**Records for processing**
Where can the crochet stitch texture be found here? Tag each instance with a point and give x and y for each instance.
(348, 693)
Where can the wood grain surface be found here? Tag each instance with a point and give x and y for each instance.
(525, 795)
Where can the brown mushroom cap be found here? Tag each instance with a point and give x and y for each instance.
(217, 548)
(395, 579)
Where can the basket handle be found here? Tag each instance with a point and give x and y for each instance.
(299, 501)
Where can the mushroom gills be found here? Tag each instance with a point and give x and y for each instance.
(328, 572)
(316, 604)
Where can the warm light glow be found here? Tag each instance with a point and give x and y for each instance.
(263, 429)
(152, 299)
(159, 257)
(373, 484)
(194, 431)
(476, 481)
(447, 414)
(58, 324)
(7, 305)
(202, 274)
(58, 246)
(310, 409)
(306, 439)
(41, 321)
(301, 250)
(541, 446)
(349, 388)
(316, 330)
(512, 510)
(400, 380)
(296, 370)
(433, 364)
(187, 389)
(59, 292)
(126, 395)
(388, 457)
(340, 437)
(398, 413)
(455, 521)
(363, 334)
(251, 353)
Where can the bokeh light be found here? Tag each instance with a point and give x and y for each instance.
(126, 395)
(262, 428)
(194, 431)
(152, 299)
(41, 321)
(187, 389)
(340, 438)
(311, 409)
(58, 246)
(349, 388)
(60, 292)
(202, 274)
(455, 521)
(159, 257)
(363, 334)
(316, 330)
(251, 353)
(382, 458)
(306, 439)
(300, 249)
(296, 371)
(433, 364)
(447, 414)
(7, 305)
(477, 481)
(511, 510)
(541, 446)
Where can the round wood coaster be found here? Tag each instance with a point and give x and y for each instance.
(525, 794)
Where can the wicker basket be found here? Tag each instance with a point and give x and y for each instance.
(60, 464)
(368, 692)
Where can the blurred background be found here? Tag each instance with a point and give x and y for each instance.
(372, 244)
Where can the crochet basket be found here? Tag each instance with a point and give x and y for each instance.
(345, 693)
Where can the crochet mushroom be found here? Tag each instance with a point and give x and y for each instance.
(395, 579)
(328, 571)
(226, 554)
--
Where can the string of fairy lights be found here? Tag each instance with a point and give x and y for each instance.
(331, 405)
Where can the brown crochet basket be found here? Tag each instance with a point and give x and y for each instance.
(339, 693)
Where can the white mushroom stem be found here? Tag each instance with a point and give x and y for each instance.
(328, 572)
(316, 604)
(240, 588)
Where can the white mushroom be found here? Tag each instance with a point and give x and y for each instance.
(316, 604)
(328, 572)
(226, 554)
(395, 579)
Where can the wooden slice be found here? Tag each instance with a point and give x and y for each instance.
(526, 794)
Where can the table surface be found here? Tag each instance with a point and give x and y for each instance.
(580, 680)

**What to work on**
Tally the lines above that contain the word "white", matching case exactly. What is the count? Reply with the number alone.

**Solution to this exercise**
2